§ **Brano citato**:

Come avviene in campo letterario, anche in quello scientifico grande successo ebbero le raccolte di “Icones”: certamente più facili da maneggiare e più piacevoli da consultare delle loro imponenti fonti, esse si rivolgevano ad un pubblico assai più vasto della cerchia dei dotti letterati cui erano inizialmente destinate le opere originali.

Soprattutto a partire dalla seconda metà del secolo, quando alla xilografia comincerà a sostituirsi l’incisione su rame e le matrici delle illustrazioni dovranno essere stampate tramite un torchio diverso da quello utilizzato per le casse del testo, numerosissimi sono gli album che delle spesso poderose edizioni in folio, riproponevano le sole incisioni: le tavole anatomiche invitavano direttamente ad una verifica pratica, ad un confronto con il reale nell’ambito dell’apprendimento; in botanica si ritrovano principi analoghi per le raccolte di immagini di piante concepite per le escursioni botaniche e l’erborizzazione, un momento importante nella formazione dello studente; dai libri di zoologia - che si tratti di pesci o di uccelli – si traggono edizioni in cui, dopo una breve introduzione e qualche commento preliminare, ogni pagina é costruita intorno ad un’incisione accompagnata da una nomenclatura poliglotta e, di solito, da una quartina che descrive i tratti essenziali dell’animale.

§ **Dati forniti**:
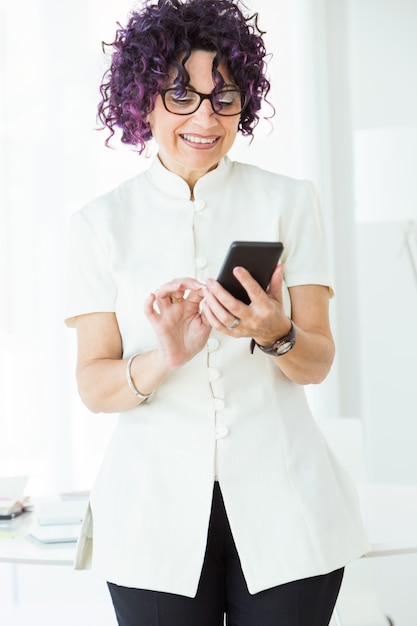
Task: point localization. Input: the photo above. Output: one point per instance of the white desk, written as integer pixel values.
(390, 513)
(20, 549)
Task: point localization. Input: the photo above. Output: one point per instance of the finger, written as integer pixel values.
(275, 286)
(251, 286)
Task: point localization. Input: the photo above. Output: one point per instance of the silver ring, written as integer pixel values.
(233, 324)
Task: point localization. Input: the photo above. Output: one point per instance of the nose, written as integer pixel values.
(205, 114)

§ **Istruzioni**:
1. Secondo il brano, a chi si rivolgevano le raccolte di "Icones"?
2. Riscrivi il tratto del brano compreso tra "Come avviene in" e "le opere originali.", estremi inclusi, sostituendo "raccolte" con "collezioni".
I dati non hanno alcun legame con il brano.

§ **Soluzioni**:
1. A un pubblico assai più vasto della cerchia dei dotti letterati a cui erano inizialmente destinate le opere originali.

2.
Come avviene in campo letterario, anche in quello scientifico grande successo ebbero le collezioni di “Icones”: certamente più facili da maneggiare e più piacevoli da consultare delle loro imponenti fonti, esse si rivolgevano ad un pubblico assai più vasto della cerchia dei dotti letterati cui erano inizialmente destinate le opere originali.